[start Quoted passage]

Stratosphere is also related with several projects undergoing incubation in the Apache Incubation project, such as Tez, Drill, and Spark (graduated). While all these projects target sufficiently different spaces and have different architectures, it would be interesting to explore code reuse possibilities. For example, we are currently basing our design for compiling SQL to Stratosphere on the Optiq library, also used by Apache Drill.

An Excessive Fascination with the Apache Brand

We believe that the Apache brand will help us attract contributors to Stratosphere, by giving us a well-defined, transparent development process under a known brand. At the same time, Stratosphere already has a healthy community and current funding guarantees the further codebase development and growth of the project for the next 3-5 years. The reason for this proposal is not to gain publicity, but to further strengthen the longevity of the project as explained in the Rationale section.

Documentation

Initial Source

Stratosphere is hosted on GitHub . This is the codebase that we will migrate to the Apache Foundation. The code was previously hosted on a TU Berlin’s own git infrastructure. It has always been Apache 2.0 licensed.

Source and Intellectual Property Submission Plan

All initial and past committers will sign a CLA with the ASF while the incubator proposal for Stratosphere is being discussed. All organizations that have employed Stratosphere contributors in the past will sign a SGA. Current contributors will sign a CCLA. All major contributors are still active in the project.

[end Quoted passage]
[start Record set]

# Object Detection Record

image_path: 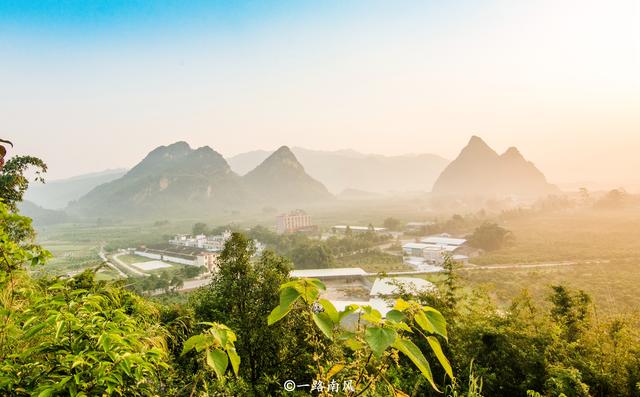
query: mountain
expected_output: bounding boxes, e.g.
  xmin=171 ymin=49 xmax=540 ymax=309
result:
xmin=69 ymin=142 xmax=249 ymax=216
xmin=433 ymin=136 xmax=558 ymax=198
xmin=25 ymin=169 xmax=127 ymax=209
xmin=18 ymin=200 xmax=72 ymax=226
xmin=68 ymin=142 xmax=332 ymax=217
xmin=228 ymin=147 xmax=449 ymax=194
xmin=243 ymin=146 xmax=332 ymax=205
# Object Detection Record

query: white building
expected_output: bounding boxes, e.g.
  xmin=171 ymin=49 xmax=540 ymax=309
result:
xmin=369 ymin=277 xmax=436 ymax=298
xmin=331 ymin=225 xmax=387 ymax=234
xmin=276 ymin=210 xmax=313 ymax=234
xmin=134 ymin=247 xmax=218 ymax=272
xmin=169 ymin=230 xmax=231 ymax=252
xmin=331 ymin=277 xmax=436 ymax=328
xmin=402 ymin=234 xmax=469 ymax=269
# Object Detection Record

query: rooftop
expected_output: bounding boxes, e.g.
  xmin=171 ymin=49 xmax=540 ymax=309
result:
xmin=369 ymin=277 xmax=436 ymax=296
xmin=332 ymin=225 xmax=387 ymax=232
xmin=420 ymin=236 xmax=467 ymax=246
xmin=289 ymin=267 xmax=367 ymax=278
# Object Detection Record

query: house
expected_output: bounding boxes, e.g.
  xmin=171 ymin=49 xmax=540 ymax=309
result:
xmin=402 ymin=234 xmax=469 ymax=269
xmin=134 ymin=246 xmax=218 ymax=272
xmin=331 ymin=277 xmax=436 ymax=328
xmin=169 ymin=230 xmax=231 ymax=252
xmin=404 ymin=222 xmax=435 ymax=233
xmin=276 ymin=210 xmax=317 ymax=234
xmin=369 ymin=277 xmax=436 ymax=298
xmin=331 ymin=225 xmax=387 ymax=234
xmin=289 ymin=267 xmax=368 ymax=283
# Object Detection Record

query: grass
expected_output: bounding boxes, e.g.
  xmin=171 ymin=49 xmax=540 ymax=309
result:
xmin=334 ymin=251 xmax=413 ymax=273
xmin=118 ymin=255 xmax=153 ymax=265
xmin=473 ymin=206 xmax=640 ymax=265
xmin=460 ymin=260 xmax=640 ymax=312
xmin=461 ymin=209 xmax=640 ymax=312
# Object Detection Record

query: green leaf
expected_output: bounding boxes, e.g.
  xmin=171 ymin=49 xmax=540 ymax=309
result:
xmin=362 ymin=306 xmax=382 ymax=324
xmin=24 ymin=323 xmax=49 ymax=338
xmin=338 ymin=304 xmax=360 ymax=321
xmin=387 ymin=309 xmax=405 ymax=321
xmin=318 ymin=299 xmax=340 ymax=324
xmin=393 ymin=298 xmax=411 ymax=312
xmin=180 ymin=334 xmax=207 ymax=356
xmin=424 ymin=307 xmax=448 ymax=340
xmin=227 ymin=347 xmax=240 ymax=376
xmin=267 ymin=306 xmax=291 ymax=325
xmin=313 ymin=312 xmax=333 ymax=339
xmin=207 ymin=349 xmax=229 ymax=379
xmin=38 ymin=388 xmax=55 ymax=397
xmin=364 ymin=327 xmax=397 ymax=357
xmin=393 ymin=338 xmax=439 ymax=391
xmin=327 ymin=363 xmax=344 ymax=380
xmin=427 ymin=336 xmax=453 ymax=379
xmin=280 ymin=287 xmax=300 ymax=307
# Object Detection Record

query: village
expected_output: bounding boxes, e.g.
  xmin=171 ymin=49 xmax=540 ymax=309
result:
xmin=105 ymin=210 xmax=476 ymax=315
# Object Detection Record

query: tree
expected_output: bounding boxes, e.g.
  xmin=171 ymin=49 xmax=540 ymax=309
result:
xmin=384 ymin=217 xmax=402 ymax=230
xmin=0 ymin=156 xmax=47 ymax=211
xmin=468 ymin=222 xmax=513 ymax=251
xmin=289 ymin=242 xmax=333 ymax=269
xmin=268 ymin=278 xmax=453 ymax=396
xmin=190 ymin=233 xmax=316 ymax=395
xmin=191 ymin=222 xmax=207 ymax=236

[end Record set]

**Goal**
In the Stratosphere proposal text, copy out everything from "Stratosphere is also" down to "by Apache Drill.", renaming "Optiq" to "Calcite" wherever it occurs.

**Answer to this task**
Stratosphere is also related with several projects undergoing incubation in the Apache Incubation project, such as Tez, Drill, and Spark (graduated). While all these projects target sufficiently different spaces and have different architectures, it would be interesting to explore code reuse possibilities. For example, we are currently basing our design for compiling SQL to Stratosphere on the Calcite library, also used by Apache Drill.